Tarefa
Consegue resumir em duas frases o texto sobre o litígio na sociedade Supra?
━━━━━ Texto selecionado ━━━━━
5. Em 16.08.2010, CC intentou procedimento cautelar contra Supra – Sociedade Unida de Produtos Aglomerados, Ld.ª, pedindo a suspensão da deliberação social tomada na Assembleia Geral de 06.08.2010, que assenta na propositura de uma ação da sociedade, ao abrigo dos n.ºs 1 e 2 do artigo 75.º, do CSC.

6. Em 16.04.2016, CC intentou ação judicial contra BB pedindo a suspensão e destituição deste, por justa causa, da qualidade de gerente da sociedade da Supra – Sociedade Unida de Produtos Aglomerados, Ld.ª, e a condenação do mesmo a entregar ao Autor/Requerente as chaves das instalações da sociedade, bem como pediu a sua nomeação para o exercício das funções de gerente único da sociedade, a fim de o mesmo prosseguir o objeto social da sociedade e poder representá-la, sozinho, em todos os atos necessários à prossecução do seu fim.

7. No âmbito do processo supra referido, foi proferida sentença que julgou procedente a providência cautelar e consequentemente suspendeu BB como gerente da sociedade.

8. A decisão referida em 7. foi revogada por decisão proferida em 14.03.2017, transitada em julgado em 03.01.2018, na qual se determinou que BB assumisse de novo a gerência da sociedade Supra – Sociedade Unida de Produtos Aglomerados, Ld.ª, passando esta a obrigar-se com a assinatura dos gerentes BB e CC.

9. Quando assumiu as funções de único gerente, CC despediu os dois filhos deste sócio BB (DD e EE) que eram trabalhadores da sociedade e admitiu, como trabalhador da sociedade, o seu único filho, FF.

10. Em 30.05.2016, BB procedeu ao registo da divisão e cessão da sua quota na sociedade Supra – Sociedade Unida de Produtos Aglomerados, Ld.ª, passando a ser titular da quota no valor nominal de € 50.000,00 e o seu filho EE titular da quota no valor nominal de € 2.500,00.
━━━━━ Dados fornecidos ━━━━━
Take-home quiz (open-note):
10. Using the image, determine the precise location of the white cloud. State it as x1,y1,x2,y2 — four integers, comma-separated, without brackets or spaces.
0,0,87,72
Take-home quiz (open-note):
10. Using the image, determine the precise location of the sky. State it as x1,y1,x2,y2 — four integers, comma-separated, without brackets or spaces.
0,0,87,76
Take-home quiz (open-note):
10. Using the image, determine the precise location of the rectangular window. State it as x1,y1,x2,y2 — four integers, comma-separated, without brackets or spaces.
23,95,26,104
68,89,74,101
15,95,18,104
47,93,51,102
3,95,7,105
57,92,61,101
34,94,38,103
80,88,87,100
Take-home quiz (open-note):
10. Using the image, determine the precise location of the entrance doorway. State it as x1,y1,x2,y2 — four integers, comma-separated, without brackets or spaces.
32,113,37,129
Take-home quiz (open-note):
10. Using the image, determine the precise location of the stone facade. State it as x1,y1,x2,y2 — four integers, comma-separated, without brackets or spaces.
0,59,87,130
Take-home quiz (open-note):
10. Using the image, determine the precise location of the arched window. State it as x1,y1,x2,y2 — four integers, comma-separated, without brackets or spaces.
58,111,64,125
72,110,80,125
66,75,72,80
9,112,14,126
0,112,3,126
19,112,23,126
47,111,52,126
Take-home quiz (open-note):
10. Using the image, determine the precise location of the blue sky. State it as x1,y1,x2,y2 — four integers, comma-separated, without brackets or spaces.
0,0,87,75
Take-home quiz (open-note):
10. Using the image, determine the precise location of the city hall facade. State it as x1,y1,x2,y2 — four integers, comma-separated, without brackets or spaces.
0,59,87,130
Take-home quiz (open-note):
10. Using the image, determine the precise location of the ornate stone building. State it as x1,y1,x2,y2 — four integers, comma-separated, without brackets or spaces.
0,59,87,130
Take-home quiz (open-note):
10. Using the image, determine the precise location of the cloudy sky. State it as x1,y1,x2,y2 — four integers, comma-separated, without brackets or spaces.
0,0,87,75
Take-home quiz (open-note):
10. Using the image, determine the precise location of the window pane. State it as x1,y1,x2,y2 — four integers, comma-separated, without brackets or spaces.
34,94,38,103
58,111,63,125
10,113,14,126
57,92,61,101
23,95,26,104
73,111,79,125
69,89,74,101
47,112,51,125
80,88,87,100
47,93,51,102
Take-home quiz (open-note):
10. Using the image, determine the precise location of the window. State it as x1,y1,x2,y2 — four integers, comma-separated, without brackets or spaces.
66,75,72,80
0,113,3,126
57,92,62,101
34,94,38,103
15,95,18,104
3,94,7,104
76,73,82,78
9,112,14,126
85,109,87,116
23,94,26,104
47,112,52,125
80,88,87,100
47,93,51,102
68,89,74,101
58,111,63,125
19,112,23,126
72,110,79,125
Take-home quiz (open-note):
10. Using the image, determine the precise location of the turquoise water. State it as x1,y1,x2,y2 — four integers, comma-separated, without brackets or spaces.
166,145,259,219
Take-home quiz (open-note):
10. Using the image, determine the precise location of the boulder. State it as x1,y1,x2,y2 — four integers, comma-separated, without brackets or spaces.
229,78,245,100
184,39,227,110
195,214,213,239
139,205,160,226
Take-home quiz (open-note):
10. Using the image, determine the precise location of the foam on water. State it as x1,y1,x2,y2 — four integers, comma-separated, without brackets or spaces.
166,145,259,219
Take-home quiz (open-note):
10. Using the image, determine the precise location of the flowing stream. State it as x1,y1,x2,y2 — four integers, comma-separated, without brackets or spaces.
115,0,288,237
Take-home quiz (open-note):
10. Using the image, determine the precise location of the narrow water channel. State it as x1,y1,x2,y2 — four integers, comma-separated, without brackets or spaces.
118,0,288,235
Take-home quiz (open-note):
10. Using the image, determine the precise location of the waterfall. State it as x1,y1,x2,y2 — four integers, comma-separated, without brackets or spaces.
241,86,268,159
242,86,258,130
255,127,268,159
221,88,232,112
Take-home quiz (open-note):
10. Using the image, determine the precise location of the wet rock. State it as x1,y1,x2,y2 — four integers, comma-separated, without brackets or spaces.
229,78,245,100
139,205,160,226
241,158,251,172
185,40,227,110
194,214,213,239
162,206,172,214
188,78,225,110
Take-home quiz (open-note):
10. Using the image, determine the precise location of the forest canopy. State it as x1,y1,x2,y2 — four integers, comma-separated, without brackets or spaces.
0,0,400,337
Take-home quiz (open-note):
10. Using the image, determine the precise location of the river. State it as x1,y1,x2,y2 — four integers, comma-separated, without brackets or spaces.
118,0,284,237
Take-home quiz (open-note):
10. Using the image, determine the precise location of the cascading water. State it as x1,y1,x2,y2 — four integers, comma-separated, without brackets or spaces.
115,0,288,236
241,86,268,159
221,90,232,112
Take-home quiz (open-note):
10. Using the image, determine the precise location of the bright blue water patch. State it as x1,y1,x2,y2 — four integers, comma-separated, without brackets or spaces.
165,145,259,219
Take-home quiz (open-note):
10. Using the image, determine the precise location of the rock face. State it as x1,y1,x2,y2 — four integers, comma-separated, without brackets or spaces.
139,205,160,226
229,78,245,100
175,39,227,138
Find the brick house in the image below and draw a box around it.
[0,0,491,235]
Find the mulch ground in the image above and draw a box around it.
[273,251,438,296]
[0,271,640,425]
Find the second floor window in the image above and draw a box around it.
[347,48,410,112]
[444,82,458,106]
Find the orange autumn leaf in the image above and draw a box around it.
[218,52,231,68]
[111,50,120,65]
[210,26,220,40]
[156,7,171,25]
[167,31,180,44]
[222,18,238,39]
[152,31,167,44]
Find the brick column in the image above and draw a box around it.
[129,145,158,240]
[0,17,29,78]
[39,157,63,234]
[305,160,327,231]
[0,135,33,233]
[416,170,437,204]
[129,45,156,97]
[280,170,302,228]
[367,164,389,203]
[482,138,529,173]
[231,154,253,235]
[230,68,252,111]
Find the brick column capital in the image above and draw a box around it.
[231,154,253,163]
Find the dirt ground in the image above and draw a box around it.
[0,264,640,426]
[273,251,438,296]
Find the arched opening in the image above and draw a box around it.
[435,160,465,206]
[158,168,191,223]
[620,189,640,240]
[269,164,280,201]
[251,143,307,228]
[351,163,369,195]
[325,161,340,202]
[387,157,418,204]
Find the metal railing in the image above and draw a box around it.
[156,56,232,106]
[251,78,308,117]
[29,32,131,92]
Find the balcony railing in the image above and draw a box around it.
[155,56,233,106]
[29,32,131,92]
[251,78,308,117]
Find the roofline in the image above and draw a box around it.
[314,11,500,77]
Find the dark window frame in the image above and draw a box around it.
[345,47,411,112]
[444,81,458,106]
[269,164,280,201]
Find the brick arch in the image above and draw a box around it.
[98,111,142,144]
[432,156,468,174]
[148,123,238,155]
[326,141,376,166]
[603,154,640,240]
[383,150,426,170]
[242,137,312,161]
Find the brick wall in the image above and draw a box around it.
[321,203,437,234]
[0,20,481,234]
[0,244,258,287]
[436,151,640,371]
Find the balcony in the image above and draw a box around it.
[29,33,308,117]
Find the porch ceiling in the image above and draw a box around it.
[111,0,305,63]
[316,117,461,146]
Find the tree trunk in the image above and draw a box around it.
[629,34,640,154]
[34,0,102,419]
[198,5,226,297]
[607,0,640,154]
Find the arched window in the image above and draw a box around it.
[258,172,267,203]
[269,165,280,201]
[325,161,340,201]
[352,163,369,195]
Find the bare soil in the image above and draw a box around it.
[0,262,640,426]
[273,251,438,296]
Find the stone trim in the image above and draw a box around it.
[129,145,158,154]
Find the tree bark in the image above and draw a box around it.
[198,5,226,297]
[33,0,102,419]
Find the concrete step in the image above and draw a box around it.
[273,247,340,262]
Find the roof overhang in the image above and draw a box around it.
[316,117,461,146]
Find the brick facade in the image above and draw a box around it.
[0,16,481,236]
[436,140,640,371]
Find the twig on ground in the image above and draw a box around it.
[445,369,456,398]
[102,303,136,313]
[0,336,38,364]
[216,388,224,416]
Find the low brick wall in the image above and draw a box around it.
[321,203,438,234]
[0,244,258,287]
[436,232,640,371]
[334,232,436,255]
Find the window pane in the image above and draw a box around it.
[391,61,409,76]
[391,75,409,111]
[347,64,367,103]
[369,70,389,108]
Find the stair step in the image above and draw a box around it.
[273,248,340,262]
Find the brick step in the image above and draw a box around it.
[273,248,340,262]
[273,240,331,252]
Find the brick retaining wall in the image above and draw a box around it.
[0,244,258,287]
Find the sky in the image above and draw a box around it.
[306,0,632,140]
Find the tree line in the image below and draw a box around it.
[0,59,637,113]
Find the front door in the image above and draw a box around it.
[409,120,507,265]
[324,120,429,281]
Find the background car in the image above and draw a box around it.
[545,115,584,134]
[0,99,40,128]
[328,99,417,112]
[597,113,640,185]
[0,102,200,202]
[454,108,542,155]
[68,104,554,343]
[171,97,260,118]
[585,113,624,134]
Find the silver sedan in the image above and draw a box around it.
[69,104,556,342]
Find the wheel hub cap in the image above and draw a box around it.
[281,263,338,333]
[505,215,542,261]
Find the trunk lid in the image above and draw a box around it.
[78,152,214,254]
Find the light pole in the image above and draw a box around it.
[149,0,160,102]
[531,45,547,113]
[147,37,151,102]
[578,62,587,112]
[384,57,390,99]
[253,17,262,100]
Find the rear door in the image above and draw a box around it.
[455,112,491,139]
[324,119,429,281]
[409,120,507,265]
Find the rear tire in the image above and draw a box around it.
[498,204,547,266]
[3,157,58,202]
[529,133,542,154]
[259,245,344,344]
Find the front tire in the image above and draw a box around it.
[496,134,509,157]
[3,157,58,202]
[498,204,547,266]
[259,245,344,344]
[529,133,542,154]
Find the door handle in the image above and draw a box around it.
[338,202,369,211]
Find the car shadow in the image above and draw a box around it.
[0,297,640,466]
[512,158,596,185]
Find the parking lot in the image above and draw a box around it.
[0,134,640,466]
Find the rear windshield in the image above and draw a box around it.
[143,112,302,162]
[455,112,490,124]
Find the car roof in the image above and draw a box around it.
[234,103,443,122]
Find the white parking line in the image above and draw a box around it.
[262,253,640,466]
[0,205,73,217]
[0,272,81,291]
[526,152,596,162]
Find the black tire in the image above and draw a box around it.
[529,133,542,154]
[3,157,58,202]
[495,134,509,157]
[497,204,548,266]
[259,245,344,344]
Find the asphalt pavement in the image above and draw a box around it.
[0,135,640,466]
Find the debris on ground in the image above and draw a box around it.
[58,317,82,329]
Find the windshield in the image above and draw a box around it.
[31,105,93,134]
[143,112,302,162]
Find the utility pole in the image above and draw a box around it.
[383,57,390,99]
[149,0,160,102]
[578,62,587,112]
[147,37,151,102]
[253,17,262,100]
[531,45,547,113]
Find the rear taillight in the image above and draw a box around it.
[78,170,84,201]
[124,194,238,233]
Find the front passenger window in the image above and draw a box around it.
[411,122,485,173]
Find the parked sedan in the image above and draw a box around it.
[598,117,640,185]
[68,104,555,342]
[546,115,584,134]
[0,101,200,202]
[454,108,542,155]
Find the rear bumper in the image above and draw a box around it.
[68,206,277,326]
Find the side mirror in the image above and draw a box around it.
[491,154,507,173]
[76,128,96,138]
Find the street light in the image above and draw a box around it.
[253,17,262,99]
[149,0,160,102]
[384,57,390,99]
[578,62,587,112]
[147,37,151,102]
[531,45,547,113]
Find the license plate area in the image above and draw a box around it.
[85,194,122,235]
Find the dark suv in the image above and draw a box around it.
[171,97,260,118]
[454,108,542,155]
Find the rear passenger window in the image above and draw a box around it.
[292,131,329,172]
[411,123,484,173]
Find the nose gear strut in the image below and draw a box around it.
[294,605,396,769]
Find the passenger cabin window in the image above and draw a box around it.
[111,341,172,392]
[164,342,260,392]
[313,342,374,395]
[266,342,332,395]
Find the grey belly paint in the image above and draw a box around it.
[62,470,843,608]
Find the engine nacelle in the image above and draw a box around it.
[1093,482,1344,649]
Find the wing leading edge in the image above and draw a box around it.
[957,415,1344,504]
━━━━━
Resultado
CC intentou em 2010 um procedimento cautelar contra a Supra – Sociedade Unida de Produtos Aglomerados, Ld.ª, e em 2016 uma ação contra BB pedindo a sua suspensão e destituição da gerência, tendo sido proferida sentença que julgou procedente a providência cautelar e suspendeu BB como gerente. Essa decisão foi revogada em 14.03.2017, determinando-se que BB assumisse de novo a gerência e que a sociedade passasse a obrigar-se com a assinatura dos gerentes BB e CC.